→ **TASKS TO CARRY OUT**
a - Output the passage of the collaboration post from "Frankly, I can’t" to "him or her." without altering it.
b - Return the rows, character for character, from their first line to the line with "149], [66, 158]]", both lines included.

→ **EXTRACTED TEXT**
.....

Collaboration is a Culture, Not a Set of Tools

Troy Larsen at Business2Community.com has an article entitled, “Collaboration is a Culture, Not a Set of Tools” (Thanks to Erin Moloney (@ErinE) for pointing me to the article) In it he speaks to a recent quote from RedHat CEO Jim Whitehurst giving that short and spiffy little sound bit.

while collaboration is an important characteristic of successful companies, tools alone won’t get you there. Whitehurst believes that if collaboration isn’t already something ingrained in the corporate culture, then it doesn’t matter how many or what kind of collaboration tools you have. “You can’t buy your way to collaboration.

Frankly, I can’t argue against it.  I remember once early in my career when I decided to sit the office down and teach them the value of a spreadsheet.   So I sat with about 8 people who used the old calculators with a tape roll all day and walked them through SUM, AVG, and a bunch of other cool uses for a spreadsheet.  At the end of the day, one lady looked at me and flat out told me she would never use spreadsheet.  When I pointed out that one mistake on her calculator forced her to start over she told me she didn’t care and then off she went.  Now that’s an example of someone who won’t use a better tool no matter what in front of him or her.

.....

→ **INPUT MATERIAL**
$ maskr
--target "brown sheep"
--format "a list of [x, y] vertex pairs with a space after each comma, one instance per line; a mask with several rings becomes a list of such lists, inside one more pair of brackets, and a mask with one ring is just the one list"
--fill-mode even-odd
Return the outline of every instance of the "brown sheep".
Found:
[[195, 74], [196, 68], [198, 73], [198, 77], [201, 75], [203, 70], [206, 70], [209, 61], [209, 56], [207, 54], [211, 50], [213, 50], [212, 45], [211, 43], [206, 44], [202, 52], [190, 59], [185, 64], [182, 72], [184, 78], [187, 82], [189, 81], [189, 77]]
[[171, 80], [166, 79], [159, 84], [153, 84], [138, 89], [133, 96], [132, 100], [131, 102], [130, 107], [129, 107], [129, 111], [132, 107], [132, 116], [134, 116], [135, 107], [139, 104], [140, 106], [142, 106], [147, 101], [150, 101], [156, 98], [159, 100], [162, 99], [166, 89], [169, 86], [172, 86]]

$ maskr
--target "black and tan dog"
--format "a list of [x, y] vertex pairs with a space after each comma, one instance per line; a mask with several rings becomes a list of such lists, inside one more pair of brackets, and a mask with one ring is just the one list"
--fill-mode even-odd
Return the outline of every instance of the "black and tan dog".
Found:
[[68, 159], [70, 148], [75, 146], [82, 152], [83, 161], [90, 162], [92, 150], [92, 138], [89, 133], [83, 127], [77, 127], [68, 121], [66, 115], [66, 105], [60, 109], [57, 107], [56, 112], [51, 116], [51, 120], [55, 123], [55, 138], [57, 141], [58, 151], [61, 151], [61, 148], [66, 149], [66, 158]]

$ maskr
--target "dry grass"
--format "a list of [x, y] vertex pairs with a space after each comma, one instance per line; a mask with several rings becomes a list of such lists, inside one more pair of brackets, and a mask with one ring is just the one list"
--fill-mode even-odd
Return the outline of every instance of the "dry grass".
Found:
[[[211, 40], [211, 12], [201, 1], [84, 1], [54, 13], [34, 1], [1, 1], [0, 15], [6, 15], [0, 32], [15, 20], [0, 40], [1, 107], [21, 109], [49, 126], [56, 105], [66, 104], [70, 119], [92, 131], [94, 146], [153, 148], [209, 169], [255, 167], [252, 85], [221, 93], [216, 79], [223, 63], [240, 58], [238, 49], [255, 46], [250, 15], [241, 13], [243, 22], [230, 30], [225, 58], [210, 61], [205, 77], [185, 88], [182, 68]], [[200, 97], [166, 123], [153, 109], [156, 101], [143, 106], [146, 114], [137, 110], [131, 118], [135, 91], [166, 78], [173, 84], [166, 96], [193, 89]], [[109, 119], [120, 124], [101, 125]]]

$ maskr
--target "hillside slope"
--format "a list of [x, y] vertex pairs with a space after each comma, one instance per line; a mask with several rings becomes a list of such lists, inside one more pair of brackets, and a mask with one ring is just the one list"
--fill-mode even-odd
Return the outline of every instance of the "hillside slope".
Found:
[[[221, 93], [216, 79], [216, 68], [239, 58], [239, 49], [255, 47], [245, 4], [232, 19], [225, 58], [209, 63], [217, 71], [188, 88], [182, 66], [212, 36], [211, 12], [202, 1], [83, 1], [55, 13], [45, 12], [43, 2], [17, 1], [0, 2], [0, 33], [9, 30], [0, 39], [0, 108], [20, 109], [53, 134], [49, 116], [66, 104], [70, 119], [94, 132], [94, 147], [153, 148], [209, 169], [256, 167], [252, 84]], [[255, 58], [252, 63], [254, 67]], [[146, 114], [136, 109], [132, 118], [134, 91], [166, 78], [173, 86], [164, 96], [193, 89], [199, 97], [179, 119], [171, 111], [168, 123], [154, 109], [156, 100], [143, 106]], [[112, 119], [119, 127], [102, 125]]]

.....

→ **TASK-BY-TASK OUTPUTS**
a -
Frankly, I can’t argue against it.  I remember once early in my career when I decided to sit the office down and teach them the value of a spreadsheet.   So I sat with about 8 people who used the old calculators with a tape roll all day and walked them through SUM, AVG, and a bunch of other cool uses for a spreadsheet.  At the end of the day, one lady looked at me and flat out told me she would never use spreadsheet.  When I pointed out that one mistake on her calculator forced her to start over she told me she didn’t care and then off she went.  Now that’s an example of someone who won’t use a better tool no matter what in front of him or her.

b -
$ maskr
--target "brown sheep"
--format "a list of [x, y] vertex pairs with a space after each comma, one instance per line; a mask with several rings becomes a list of such lists, inside one more pair of brackets, and a mask with one ring is just the one list"
--fill-mode even-odd
Return the outline of every instance of the "brown sheep".
Found:
[[195, 74], [196, 68], [198, 73], [198, 77], [201, 75], [203, 70], [206, 70], [209, 61], [209, 56], [207, 54], [211, 50], [213, 50], [212, 45], [211, 43], [206, 44], [202, 52], [190, 59], [185, 64], [182, 72], [184, 78], [187, 82], [189, 81], [189, 77]]
[[171, 80], [166, 79], [159, 84], [153, 84], [138, 89], [133, 96], [132, 100], [131, 102], [130, 107], [129, 107], [129, 111], [132, 107], [132, 116], [134, 116], [135, 107], [139, 104], [140, 106], [142, 106], [147, 101], [150, 101], [156, 98], [159, 100], [162, 99], [166, 89], [169, 86], [172, 86]]

$ maskr
--target "black and tan dog"
--format "a list of [x, y] vertex pairs with a space after each comma, one instance per line; a mask with several rings becomes a list of such lists, inside one more pair of brackets, and a mask with one ring is just the one list"
--fill-mode even-odd
Return the outline of every instance of the "black and tan dog".
Found:
[[68, 159], [70, 148], [75, 146], [82, 152], [83, 161], [90, 162], [92, 150], [92, 138], [89, 133], [83, 127], [77, 127], [68, 121], [66, 115], [66, 105], [60, 109], [57, 107], [56, 112], [51, 116], [51, 120], [55, 123], [55, 138], [57, 141], [58, 151], [61, 151], [61, 148], [66, 149], [66, 158]]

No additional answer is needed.